*** Block opens ***

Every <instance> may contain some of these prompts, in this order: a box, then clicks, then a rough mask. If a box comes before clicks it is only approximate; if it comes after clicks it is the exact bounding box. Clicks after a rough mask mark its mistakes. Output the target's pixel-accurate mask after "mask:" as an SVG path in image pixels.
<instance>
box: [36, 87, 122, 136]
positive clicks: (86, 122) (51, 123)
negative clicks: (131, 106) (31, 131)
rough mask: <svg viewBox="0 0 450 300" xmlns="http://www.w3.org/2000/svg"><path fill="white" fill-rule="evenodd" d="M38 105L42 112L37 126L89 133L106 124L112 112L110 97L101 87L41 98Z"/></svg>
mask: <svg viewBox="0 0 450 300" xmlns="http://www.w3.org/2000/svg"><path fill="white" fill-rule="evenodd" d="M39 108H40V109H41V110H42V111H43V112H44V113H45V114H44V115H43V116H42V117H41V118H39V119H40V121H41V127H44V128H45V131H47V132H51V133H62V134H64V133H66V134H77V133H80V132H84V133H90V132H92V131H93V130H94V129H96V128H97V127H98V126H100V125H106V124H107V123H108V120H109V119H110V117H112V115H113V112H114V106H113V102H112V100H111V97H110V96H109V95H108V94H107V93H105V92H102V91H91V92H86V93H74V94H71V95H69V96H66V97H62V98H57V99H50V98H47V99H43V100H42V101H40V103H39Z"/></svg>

*** Block closes ***

WORK REQUIRED:
Exact reproduction of every entry is needed.

TASK OUTPUT:
Every <instance> may contain some of these prompts, in this order: a box, then clicks, then a rough mask. If a box comes before clicks it is only approximate; if it comes after clicks it is the exact bounding box. Clicks after a rough mask mark its mistakes. Output the target's pixel-accurate mask after "mask:" as an SVG path in image pixels.
<instance>
box: [36, 87, 122, 136]
positive clicks: (86, 122) (51, 123)
negative clicks: (131, 106) (31, 131)
rough mask: <svg viewBox="0 0 450 300" xmlns="http://www.w3.org/2000/svg"><path fill="white" fill-rule="evenodd" d="M38 105L42 112L37 126L89 133L106 124L112 112L110 97L101 87L41 98Z"/></svg>
mask: <svg viewBox="0 0 450 300" xmlns="http://www.w3.org/2000/svg"><path fill="white" fill-rule="evenodd" d="M39 108H40V109H41V110H42V111H43V112H44V113H45V114H44V115H43V116H42V117H41V118H39V119H40V121H41V127H44V128H45V131H47V132H51V133H62V134H64V133H66V134H77V133H80V132H84V133H90V132H92V131H93V130H94V129H96V128H97V127H98V126H100V125H106V124H107V123H108V120H109V119H110V117H112V115H113V112H114V106H113V102H112V100H111V97H110V96H109V95H108V94H107V93H105V92H102V91H91V92H86V93H74V94H71V95H69V96H66V97H62V98H57V99H50V98H47V99H43V100H42V101H40V103H39Z"/></svg>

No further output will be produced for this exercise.